What you have to do:
Gather every line of the entries below that contains the word "woman" and copy each one out in full.

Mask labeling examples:
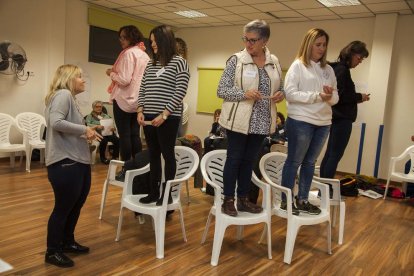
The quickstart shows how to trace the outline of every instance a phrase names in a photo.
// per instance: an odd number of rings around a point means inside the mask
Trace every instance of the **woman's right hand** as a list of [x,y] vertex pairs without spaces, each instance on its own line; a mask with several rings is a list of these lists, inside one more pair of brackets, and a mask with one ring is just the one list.
[[262,95],[257,89],[247,90],[246,93],[244,93],[244,96],[246,97],[246,99],[254,101],[258,101],[262,98]]
[[138,112],[138,114],[137,114],[137,121],[138,121],[138,124],[140,126],[145,126],[145,123],[144,123],[144,121],[145,121],[144,113]]

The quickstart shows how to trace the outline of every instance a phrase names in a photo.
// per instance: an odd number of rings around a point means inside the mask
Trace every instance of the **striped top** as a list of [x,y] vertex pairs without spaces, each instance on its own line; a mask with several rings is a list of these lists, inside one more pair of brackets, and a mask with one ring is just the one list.
[[190,73],[185,59],[175,56],[162,67],[148,63],[138,96],[138,108],[143,107],[145,117],[155,117],[164,110],[171,116],[181,117],[182,100],[187,93]]

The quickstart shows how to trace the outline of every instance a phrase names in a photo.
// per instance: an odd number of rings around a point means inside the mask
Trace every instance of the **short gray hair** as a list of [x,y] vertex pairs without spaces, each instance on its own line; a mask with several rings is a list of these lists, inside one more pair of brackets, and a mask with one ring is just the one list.
[[100,103],[100,104],[102,105],[102,101],[94,101],[94,102],[92,103],[92,108],[95,108],[95,106],[96,106],[98,103]]
[[243,31],[245,33],[257,33],[259,34],[260,38],[269,39],[270,37],[270,27],[264,20],[255,19],[249,23],[247,23]]

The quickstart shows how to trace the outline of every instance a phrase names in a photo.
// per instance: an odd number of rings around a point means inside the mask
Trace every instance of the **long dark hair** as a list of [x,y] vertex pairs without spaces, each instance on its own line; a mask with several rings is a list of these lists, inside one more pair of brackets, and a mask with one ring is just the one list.
[[122,31],[124,31],[125,39],[128,40],[130,46],[144,41],[144,35],[134,25],[127,25],[121,27],[118,31],[119,36],[121,36]]
[[369,52],[364,42],[355,40],[346,45],[339,53],[338,61],[345,62],[348,66],[351,66],[353,55],[361,55],[364,58],[368,57]]
[[151,34],[154,36],[158,48],[157,53],[153,55],[152,65],[159,61],[162,66],[166,66],[177,55],[174,32],[170,26],[160,25],[151,30],[150,40]]

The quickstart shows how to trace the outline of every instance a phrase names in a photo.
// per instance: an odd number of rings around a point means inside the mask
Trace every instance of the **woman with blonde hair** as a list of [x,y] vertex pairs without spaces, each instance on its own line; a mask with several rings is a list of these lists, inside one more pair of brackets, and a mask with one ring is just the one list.
[[[293,188],[300,166],[296,207],[292,206],[296,215],[299,212],[312,215],[321,212],[309,203],[308,194],[316,159],[329,134],[331,106],[338,102],[335,73],[326,61],[328,42],[329,36],[324,30],[309,30],[285,79],[288,102],[285,128],[289,143],[282,185]],[[285,201],[281,208],[286,210]]]
[[71,267],[64,253],[84,254],[89,248],[75,241],[75,227],[91,186],[89,143],[101,136],[85,125],[75,96],[85,90],[82,71],[60,66],[45,98],[46,166],[55,195],[47,227],[45,262]]

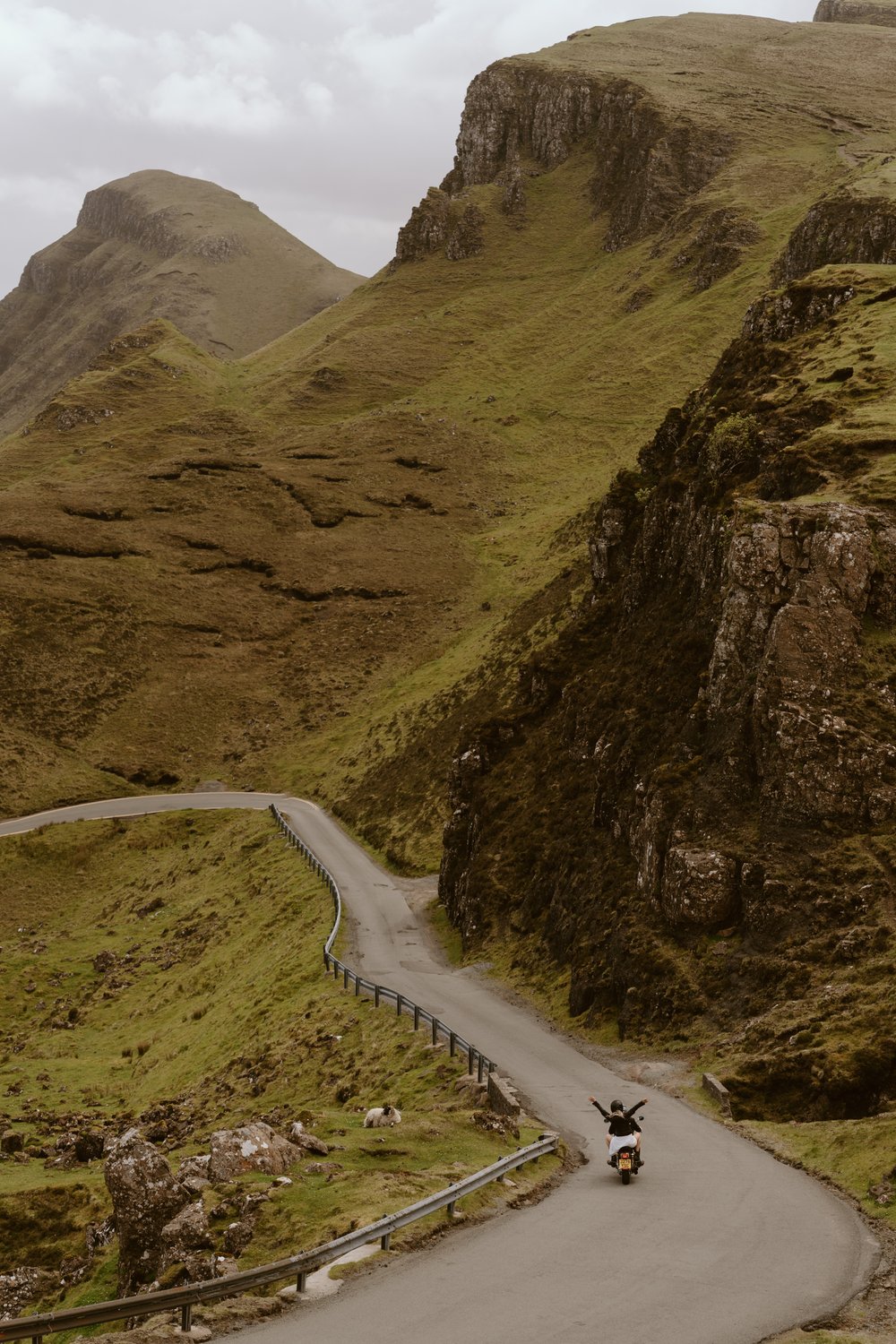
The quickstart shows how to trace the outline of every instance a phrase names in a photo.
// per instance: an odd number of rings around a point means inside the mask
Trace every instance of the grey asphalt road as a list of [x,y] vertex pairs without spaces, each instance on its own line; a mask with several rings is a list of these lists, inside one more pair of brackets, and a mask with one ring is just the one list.
[[862,1286],[879,1249],[846,1203],[662,1093],[646,1090],[645,1168],[623,1187],[606,1165],[603,1125],[587,1098],[606,1105],[619,1095],[630,1105],[645,1091],[586,1059],[476,972],[446,966],[400,880],[313,804],[255,793],[124,798],[3,823],[0,835],[59,820],[271,801],[340,884],[357,969],[481,1046],[588,1164],[536,1208],[396,1257],[334,1298],[298,1305],[243,1339],[758,1344],[830,1313]]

Task result:
Trace every instance of the **woman's right hand** as a list of [x,y] vertex pairs without spaces, each instance on its own line; a mask with several rings is a list of these lists, inside one more pair of brackets, and a mask with one ring is just the one list.
Trace every instance of the **woman with blonde hair** as a list of [x,y] vertex pairs without spaces, each instance on its own line; a mask with several rings is a list of these lists, inside one more pair of brackets, and a mask with one ring is just the one list.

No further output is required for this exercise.